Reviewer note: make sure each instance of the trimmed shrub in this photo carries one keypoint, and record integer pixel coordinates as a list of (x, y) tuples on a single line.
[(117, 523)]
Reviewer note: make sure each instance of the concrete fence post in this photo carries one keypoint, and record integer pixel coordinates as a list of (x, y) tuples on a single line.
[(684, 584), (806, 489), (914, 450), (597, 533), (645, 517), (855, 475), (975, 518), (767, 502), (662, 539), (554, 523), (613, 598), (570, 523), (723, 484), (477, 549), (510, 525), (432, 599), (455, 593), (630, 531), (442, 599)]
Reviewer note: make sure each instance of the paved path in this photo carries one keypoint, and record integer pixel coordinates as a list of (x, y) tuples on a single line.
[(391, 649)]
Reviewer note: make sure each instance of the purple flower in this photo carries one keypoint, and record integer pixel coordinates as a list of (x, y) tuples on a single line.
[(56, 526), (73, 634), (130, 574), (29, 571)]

_ _ _ _ _

With the line containing "Reviewer note: make sure each instance of the concrete" as the start and the last line of the material above as the end, copy that run of lines exactly, both ends included, and nothing more.

Reviewer note: make sure each instance of the concrete fence post in this photo carries one keypoint, and record integer pixel coordinates as a list of (x, y) tuples on a single line.
[(684, 584), (806, 489), (914, 450), (597, 533), (645, 517), (855, 475), (975, 518), (767, 502), (662, 539), (554, 523), (613, 598), (570, 523), (723, 484), (477, 549), (510, 525), (432, 599), (455, 593), (630, 531), (442, 599)]
Reviewer note: make sure each instance of the paved path in this photo carries one keypoint, and record integer pixel coordinates as a list of (x, y) tuples on a single line.
[(391, 649)]
Reviewer note: make sure each instance of the purple flower in this photo carries one keypoint, and record integer pixel coordinates as a list of (x, y) tuples on a single line.
[(56, 526), (73, 634), (130, 574), (29, 571)]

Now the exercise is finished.